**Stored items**

╭──

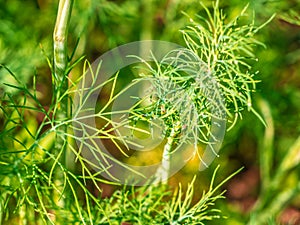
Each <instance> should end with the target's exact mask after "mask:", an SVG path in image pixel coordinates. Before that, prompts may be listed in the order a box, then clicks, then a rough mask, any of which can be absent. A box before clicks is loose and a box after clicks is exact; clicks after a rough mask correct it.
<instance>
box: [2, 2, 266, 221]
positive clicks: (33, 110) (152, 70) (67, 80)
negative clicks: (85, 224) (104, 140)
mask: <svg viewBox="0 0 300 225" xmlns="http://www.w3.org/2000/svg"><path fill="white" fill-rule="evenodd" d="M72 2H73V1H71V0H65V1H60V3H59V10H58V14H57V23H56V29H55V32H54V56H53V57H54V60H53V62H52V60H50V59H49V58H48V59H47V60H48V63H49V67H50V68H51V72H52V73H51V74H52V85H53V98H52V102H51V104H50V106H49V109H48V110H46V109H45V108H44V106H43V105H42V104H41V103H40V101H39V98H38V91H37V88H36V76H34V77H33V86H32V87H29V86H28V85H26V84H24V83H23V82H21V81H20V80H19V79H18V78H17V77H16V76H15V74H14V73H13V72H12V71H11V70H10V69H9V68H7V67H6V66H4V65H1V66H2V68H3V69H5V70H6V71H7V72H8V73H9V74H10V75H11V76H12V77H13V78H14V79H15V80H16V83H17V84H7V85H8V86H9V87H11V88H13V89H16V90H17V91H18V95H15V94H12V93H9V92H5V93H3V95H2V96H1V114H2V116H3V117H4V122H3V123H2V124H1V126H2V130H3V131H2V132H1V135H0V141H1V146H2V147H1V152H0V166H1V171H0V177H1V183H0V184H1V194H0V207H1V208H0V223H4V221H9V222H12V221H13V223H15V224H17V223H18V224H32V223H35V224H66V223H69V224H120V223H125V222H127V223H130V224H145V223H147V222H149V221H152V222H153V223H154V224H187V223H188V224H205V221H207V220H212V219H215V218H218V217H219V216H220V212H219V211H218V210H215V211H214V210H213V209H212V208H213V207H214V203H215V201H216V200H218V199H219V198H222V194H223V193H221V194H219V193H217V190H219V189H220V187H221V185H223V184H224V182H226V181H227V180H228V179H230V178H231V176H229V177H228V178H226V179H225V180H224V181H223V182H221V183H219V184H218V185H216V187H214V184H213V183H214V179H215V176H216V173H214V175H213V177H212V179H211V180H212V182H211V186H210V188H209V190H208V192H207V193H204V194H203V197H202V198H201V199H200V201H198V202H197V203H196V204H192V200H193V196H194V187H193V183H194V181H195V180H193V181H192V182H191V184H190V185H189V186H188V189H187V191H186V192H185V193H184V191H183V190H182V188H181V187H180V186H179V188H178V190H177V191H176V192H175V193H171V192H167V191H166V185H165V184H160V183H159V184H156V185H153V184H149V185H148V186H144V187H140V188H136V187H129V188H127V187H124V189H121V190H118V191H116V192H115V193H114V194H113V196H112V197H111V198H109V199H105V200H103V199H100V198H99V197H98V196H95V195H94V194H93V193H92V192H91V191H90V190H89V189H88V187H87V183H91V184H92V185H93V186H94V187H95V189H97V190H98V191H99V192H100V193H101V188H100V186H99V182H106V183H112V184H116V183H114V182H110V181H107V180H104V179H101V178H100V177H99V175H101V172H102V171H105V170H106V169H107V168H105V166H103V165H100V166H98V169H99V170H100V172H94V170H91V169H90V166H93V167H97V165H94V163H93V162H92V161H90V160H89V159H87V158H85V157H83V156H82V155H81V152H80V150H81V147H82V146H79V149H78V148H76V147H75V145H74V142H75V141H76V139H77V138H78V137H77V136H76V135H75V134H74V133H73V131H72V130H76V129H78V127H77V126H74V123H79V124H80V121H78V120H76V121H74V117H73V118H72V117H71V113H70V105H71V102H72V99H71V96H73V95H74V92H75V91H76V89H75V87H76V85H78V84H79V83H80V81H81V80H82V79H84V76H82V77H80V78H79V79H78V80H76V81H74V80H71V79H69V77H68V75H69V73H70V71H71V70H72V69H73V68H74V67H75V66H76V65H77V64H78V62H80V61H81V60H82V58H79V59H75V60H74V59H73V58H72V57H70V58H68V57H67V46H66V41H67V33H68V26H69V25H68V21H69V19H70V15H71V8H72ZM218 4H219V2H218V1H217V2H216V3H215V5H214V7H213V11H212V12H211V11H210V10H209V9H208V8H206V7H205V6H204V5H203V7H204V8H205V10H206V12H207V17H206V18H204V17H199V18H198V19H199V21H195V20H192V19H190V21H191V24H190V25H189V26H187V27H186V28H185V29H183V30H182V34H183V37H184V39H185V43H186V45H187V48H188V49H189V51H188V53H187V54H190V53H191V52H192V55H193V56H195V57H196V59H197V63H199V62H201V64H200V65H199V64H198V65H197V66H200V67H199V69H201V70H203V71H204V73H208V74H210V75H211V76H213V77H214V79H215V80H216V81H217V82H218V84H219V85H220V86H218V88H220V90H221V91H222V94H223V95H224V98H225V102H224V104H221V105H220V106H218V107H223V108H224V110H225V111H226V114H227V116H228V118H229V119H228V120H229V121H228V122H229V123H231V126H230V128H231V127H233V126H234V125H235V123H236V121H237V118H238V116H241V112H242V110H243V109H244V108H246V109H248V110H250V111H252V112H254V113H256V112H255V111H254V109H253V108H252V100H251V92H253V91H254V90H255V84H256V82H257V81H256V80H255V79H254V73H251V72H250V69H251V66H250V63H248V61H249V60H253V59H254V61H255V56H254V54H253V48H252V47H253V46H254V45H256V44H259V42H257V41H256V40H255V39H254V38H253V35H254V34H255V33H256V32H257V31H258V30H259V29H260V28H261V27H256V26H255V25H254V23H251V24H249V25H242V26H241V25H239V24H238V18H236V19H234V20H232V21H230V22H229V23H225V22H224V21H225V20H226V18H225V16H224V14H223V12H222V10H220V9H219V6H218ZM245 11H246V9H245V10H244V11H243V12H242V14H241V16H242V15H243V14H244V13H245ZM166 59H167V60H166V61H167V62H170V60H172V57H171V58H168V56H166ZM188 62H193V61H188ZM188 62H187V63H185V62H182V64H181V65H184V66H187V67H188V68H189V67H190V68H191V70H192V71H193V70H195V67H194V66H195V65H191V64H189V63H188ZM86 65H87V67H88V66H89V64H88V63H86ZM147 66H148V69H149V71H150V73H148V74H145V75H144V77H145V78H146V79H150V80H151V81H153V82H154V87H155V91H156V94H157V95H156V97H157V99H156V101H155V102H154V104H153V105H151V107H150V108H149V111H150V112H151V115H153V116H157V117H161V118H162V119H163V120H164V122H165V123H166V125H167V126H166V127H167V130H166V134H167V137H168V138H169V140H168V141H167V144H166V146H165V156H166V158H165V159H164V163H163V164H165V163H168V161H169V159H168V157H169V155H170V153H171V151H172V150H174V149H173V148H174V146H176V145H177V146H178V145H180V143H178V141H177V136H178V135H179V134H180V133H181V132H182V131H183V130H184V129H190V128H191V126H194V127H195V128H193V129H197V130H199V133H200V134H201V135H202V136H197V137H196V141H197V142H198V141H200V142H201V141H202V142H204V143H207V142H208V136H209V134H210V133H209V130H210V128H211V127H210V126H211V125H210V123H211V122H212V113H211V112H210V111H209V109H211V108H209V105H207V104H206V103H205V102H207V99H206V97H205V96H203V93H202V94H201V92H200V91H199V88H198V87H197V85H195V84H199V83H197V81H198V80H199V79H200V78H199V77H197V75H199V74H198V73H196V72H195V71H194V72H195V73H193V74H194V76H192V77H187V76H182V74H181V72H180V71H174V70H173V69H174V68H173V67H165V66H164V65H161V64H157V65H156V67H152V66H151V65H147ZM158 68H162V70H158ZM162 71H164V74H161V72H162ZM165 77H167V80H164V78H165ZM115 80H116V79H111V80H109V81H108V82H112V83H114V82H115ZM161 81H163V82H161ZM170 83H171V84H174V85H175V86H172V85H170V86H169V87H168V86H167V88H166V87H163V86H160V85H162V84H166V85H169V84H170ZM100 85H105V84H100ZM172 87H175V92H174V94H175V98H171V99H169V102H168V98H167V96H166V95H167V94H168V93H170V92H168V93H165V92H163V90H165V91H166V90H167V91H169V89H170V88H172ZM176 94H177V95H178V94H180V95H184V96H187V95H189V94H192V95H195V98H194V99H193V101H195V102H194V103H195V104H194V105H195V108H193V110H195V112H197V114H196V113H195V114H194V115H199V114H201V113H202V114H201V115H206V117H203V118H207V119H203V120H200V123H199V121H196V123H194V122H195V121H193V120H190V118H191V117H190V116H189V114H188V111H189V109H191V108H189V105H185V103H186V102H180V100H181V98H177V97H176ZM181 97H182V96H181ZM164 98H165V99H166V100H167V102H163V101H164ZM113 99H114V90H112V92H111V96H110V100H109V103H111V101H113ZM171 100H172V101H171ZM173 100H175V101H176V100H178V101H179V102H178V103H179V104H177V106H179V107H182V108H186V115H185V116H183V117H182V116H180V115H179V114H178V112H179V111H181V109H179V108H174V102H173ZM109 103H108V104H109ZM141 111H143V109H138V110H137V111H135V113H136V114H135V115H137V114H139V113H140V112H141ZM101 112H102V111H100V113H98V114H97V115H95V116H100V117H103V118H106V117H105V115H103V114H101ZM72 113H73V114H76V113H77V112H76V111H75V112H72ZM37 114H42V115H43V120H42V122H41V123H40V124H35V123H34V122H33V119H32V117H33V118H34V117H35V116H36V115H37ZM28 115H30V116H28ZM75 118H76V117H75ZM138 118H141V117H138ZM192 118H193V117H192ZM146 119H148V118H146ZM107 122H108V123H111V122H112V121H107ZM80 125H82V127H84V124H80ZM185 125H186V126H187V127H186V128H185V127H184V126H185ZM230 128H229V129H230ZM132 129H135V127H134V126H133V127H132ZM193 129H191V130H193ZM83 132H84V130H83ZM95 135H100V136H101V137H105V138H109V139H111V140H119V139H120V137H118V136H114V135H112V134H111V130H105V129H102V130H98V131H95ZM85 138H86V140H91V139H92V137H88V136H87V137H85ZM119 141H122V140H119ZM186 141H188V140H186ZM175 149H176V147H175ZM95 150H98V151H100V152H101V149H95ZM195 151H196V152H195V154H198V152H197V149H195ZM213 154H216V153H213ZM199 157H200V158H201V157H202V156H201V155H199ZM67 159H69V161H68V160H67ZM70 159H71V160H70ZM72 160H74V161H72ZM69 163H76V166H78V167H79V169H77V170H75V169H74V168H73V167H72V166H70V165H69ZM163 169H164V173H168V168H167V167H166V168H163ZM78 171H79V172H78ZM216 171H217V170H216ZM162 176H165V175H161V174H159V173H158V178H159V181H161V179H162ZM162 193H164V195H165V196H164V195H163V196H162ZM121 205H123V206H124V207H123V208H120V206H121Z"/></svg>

╰──

**Task item**
Using the records above, report each line with the string "clicks".

**Reply**
Each <instance> should end with the target's exact mask after "mask:", an SVG path in image pixel coordinates. Before that, prompts may be listed in the order a box, then clicks, then a rough mask, any of which can be absent. A box before clicks is loose and a box after clicks is exact; clicks after a rough mask correct it.
positive clicks: (33, 110) (152, 70) (67, 80)
negative clicks: (85, 224) (104, 140)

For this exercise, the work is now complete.